17Wie op het dak is, moet niet naar beneden gaan om iets uit zijn huis te halen,
18en wie op de akker is, moet niet terugkeren naar wat hij achterliet om zijn kleren te halen.
19Maar wee de zwangeren en de zogenden in die dagen!
20En bid dat uw vlucht niet zal plaatsvinden in de winter en ook niet op een sabbat.
21Want dan zal er een grote verdrukking zijn, zoals er niet geweest is vanaf het begin van de wereld, tot nu toe, en zoals er ook nooit meer zijn zal.
22En als die dagen niet ingekort werden, zou er geen vlees behouden worden; maar ter wille van de uitverkorenen zullen die dagen ingekort worden.
De wederkomst van Christus
23Als iemand dan tegen u zegt: Zie, hier is de Christus of daar, geloof het niet;
24want er zullen valse christussen en valse profeten opstaan en zij zullen grote tekenen en wonderen doen, zó dat zij – als het mogelijk zou zijn – ook de uitverkorenen zouden misleiden.
25Zie, Ik heb het u van tevoren gezegd!

========================

WERKOPDRACHT 1 » Geef het gedeelte van de tekst letterlijk weer, van "17Wie op het" tot en met "meer zijn zal.".
WERKOPDRACHT 2 » Som alle groepen personen op die in de tekst met een meervoudsvorm worden aangeduid.
WERKOPDRACHT 3 »
Beantwoord de volgende vragen aan de hand van de tekst.
(a) Wanneer mag de vlucht niet plaatsvinden?
(b) Ter wille van wie worden die dagen ingekort?
(c) Wat zullen de valse christussen en valse profeten doen?

========================

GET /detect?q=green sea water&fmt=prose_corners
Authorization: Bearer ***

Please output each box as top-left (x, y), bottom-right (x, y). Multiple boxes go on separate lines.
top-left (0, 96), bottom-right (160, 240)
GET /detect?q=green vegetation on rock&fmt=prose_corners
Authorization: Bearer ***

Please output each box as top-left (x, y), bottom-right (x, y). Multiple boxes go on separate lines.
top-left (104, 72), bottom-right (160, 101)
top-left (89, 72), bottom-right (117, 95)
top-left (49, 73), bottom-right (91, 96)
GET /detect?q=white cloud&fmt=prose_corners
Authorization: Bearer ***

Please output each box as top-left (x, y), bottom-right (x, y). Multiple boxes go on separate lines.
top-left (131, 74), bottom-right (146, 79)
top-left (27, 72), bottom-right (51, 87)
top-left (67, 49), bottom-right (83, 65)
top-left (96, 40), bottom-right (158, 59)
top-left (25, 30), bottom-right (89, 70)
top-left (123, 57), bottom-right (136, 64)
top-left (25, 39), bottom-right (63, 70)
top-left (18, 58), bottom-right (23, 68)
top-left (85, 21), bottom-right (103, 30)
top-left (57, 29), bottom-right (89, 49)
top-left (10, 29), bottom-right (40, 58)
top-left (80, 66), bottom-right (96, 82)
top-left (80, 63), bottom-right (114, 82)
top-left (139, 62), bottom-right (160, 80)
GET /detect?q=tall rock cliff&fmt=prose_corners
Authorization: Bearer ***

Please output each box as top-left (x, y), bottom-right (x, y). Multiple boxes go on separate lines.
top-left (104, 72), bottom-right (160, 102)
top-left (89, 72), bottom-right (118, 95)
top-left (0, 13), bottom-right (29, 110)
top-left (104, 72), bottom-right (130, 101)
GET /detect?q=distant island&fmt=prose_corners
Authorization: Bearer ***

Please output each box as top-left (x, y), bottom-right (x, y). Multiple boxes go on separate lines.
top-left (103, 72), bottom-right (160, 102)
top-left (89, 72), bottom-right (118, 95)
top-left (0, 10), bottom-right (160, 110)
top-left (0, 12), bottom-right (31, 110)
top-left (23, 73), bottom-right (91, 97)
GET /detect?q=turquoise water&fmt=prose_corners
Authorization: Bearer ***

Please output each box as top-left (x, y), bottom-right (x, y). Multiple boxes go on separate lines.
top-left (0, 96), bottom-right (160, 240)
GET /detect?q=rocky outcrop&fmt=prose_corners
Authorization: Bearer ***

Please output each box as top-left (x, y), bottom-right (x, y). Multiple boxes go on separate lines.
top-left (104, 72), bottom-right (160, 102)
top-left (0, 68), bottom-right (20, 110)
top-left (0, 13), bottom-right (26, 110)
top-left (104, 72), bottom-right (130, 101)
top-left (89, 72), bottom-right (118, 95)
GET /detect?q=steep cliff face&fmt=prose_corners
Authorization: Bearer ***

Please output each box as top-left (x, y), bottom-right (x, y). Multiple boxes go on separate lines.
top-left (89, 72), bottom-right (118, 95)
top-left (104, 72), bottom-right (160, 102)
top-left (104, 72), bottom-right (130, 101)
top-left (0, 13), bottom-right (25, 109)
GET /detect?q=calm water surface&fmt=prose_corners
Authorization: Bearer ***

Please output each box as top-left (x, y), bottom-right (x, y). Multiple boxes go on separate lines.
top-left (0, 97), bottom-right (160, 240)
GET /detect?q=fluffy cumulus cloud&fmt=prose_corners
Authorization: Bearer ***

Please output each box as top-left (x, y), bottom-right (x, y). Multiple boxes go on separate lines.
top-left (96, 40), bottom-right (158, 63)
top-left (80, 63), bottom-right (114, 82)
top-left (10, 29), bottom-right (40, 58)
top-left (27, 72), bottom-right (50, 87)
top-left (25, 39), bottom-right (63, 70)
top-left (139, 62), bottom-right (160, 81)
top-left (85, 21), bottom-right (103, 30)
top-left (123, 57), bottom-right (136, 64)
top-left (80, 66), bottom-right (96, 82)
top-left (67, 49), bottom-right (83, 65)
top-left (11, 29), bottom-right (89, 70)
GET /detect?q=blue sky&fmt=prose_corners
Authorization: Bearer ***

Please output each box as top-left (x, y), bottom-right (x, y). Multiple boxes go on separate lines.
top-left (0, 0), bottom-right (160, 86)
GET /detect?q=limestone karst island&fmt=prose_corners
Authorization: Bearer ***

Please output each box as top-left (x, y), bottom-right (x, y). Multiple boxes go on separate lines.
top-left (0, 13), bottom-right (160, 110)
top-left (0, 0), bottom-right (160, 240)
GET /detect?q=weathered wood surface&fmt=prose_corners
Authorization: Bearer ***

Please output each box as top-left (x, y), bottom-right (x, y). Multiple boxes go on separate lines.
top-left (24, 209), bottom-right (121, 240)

========================

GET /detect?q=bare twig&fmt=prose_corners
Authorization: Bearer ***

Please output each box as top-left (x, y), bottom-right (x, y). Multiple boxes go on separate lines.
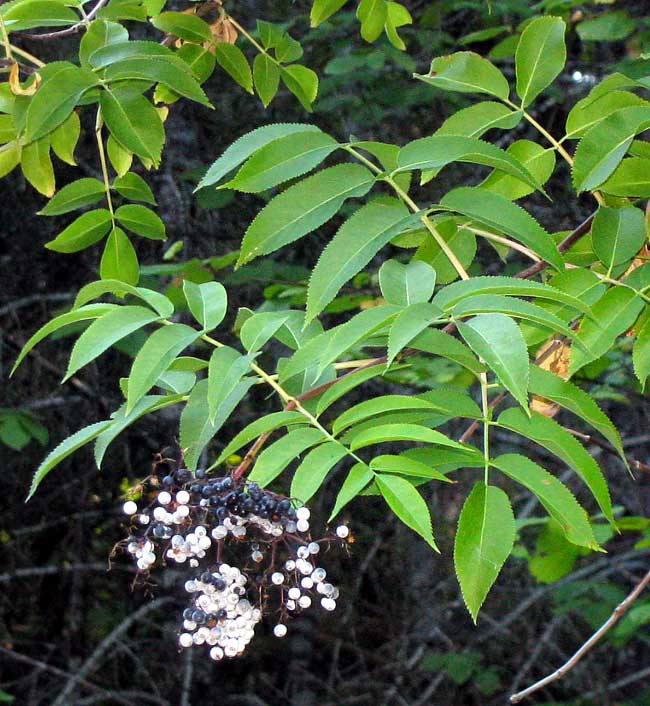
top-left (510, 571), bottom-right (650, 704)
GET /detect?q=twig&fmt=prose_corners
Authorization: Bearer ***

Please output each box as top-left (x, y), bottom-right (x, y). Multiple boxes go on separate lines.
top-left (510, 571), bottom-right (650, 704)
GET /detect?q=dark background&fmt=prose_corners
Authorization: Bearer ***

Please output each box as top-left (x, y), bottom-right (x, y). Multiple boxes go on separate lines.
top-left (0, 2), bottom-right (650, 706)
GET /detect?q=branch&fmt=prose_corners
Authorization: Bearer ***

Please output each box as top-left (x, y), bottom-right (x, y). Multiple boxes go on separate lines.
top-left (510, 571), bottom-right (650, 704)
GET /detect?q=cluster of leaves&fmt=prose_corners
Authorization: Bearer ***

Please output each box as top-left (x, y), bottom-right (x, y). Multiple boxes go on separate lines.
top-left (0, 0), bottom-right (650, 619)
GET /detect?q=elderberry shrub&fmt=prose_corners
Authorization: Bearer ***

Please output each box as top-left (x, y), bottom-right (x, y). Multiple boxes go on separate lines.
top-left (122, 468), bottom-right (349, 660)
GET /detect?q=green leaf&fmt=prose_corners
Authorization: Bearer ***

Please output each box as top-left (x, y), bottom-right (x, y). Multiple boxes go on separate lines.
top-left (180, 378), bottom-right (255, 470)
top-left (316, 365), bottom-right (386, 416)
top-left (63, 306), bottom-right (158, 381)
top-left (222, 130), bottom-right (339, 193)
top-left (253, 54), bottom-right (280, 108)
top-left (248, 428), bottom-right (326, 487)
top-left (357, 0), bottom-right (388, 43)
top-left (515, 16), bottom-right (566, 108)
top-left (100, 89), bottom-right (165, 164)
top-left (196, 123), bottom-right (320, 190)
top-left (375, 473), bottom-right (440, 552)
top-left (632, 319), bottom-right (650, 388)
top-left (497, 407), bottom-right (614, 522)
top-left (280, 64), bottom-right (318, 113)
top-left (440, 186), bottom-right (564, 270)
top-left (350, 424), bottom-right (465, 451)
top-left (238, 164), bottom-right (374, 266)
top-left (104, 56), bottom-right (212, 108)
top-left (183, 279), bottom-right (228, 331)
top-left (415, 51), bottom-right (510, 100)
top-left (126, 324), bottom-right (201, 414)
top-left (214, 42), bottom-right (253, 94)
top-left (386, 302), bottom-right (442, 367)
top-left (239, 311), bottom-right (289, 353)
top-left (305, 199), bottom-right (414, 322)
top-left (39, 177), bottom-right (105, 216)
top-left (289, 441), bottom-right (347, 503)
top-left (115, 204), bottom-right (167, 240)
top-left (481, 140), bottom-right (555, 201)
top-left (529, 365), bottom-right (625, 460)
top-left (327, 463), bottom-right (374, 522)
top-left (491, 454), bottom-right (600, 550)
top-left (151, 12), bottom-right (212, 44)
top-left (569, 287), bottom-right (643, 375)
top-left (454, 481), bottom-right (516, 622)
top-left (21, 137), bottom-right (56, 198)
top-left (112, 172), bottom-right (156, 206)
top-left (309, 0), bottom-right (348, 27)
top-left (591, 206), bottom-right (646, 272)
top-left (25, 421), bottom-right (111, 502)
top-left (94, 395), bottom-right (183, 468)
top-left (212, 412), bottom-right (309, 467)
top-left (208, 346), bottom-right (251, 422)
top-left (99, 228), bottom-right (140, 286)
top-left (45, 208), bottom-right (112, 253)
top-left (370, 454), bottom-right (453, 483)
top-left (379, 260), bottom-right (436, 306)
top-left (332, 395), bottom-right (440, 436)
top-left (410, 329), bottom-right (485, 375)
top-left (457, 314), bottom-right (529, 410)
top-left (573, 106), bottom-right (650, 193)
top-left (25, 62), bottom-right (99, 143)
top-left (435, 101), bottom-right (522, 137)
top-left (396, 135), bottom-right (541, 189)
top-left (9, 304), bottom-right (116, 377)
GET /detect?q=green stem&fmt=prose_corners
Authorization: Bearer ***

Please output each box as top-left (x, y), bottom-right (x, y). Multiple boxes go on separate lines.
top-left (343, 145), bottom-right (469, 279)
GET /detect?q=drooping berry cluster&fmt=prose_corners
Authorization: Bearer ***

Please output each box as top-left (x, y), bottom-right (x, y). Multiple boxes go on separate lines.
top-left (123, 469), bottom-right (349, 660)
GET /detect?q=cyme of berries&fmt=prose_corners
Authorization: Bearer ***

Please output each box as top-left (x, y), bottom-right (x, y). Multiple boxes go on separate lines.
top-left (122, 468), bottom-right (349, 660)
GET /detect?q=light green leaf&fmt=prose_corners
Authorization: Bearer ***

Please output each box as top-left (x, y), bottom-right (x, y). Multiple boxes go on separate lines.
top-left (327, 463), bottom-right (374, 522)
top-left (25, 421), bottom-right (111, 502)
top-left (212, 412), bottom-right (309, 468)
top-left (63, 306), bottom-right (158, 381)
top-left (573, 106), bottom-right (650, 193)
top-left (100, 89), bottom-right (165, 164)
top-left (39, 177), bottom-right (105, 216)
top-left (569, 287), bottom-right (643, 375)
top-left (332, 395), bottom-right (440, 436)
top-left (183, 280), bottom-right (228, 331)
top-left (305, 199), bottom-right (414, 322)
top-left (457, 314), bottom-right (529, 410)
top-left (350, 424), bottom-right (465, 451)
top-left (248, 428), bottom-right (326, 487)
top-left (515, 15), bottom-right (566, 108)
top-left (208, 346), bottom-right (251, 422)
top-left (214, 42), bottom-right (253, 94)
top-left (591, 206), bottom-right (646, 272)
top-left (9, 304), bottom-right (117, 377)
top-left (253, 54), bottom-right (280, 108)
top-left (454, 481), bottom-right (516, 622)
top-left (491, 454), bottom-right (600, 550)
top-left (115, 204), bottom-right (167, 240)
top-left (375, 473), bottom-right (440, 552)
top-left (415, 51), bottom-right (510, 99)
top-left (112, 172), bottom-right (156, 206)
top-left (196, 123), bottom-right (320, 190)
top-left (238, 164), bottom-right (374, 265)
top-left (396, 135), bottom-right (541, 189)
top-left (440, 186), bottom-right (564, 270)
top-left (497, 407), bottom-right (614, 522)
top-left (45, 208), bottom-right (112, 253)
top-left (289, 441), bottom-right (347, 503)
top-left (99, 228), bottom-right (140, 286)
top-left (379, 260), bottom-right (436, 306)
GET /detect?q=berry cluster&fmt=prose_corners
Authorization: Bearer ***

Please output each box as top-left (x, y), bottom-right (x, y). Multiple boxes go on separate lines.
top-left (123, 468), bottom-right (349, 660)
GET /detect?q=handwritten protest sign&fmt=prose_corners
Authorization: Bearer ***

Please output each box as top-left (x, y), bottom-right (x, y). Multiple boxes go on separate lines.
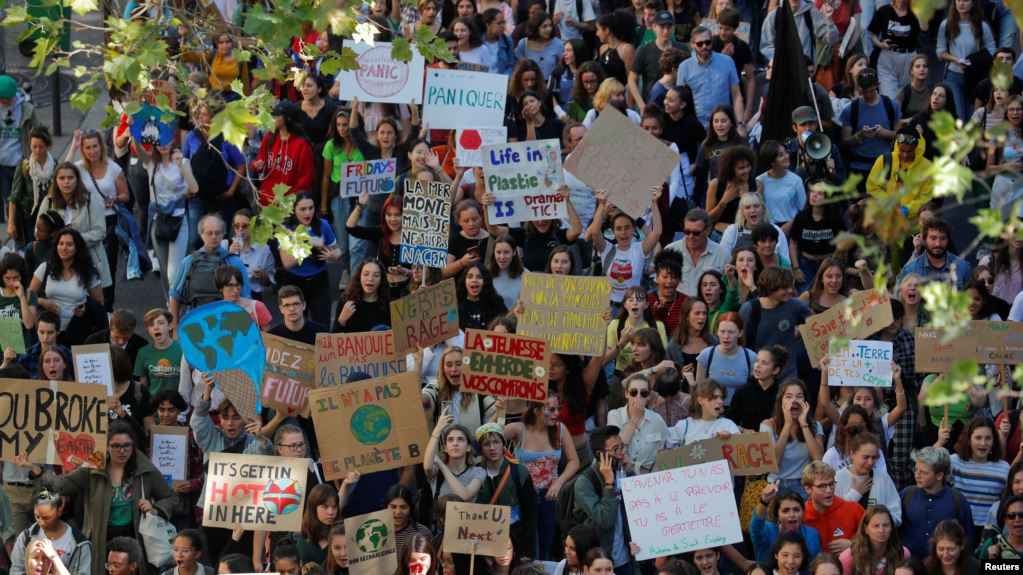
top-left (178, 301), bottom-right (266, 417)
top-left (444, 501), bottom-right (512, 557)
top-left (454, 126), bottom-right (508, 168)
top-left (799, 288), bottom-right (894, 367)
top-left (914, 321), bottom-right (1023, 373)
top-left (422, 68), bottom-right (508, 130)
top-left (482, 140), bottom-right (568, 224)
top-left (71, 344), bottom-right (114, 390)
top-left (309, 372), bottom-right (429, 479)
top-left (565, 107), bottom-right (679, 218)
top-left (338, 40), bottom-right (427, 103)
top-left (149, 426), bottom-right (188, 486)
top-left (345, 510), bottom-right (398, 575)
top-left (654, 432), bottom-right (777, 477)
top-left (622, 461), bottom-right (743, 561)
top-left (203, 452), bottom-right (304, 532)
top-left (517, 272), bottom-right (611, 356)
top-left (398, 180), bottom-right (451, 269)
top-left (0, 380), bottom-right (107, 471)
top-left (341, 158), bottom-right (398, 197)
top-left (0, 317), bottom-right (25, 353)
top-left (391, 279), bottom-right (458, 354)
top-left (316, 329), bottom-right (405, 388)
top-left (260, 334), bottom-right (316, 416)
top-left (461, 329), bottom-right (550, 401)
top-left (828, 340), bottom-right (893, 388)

========================

RESULTAAT OPDRACHT 1 »
17Wie op het dak is, moet niet naar beneden gaan om iets uit zijn huis te halen,
18en wie op de akker is, moet niet terugkeren naar wat hij achterliet om zijn kleren te halen.
19Maar wee de zwangeren en de zogenden in die dagen!
20En bid dat uw vlucht niet zal plaatsvinden in de winter en ook niet op een sabbat.
21Want dan zal er een grote verdrukking zijn, zoals er niet geweest is vanaf het begin van de wereld, tot nu toe, en zoals er ook nooit meer zijn zal.

RESULTAAT OPDRACHT 2 »
de zwangeren
de zogenden
de uitverkorenen
valse christussen
valse profeten

RESULTAAT OPDRACHT 3 »
(a) In de winter en op een sabbat.
(b) Ter wille van de uitverkorenen.
(c) Zij zullen grote tekenen en wonderen doen, zó dat zij, als het mogelijk zou zijn, ook de uitverkorenen zouden misleiden.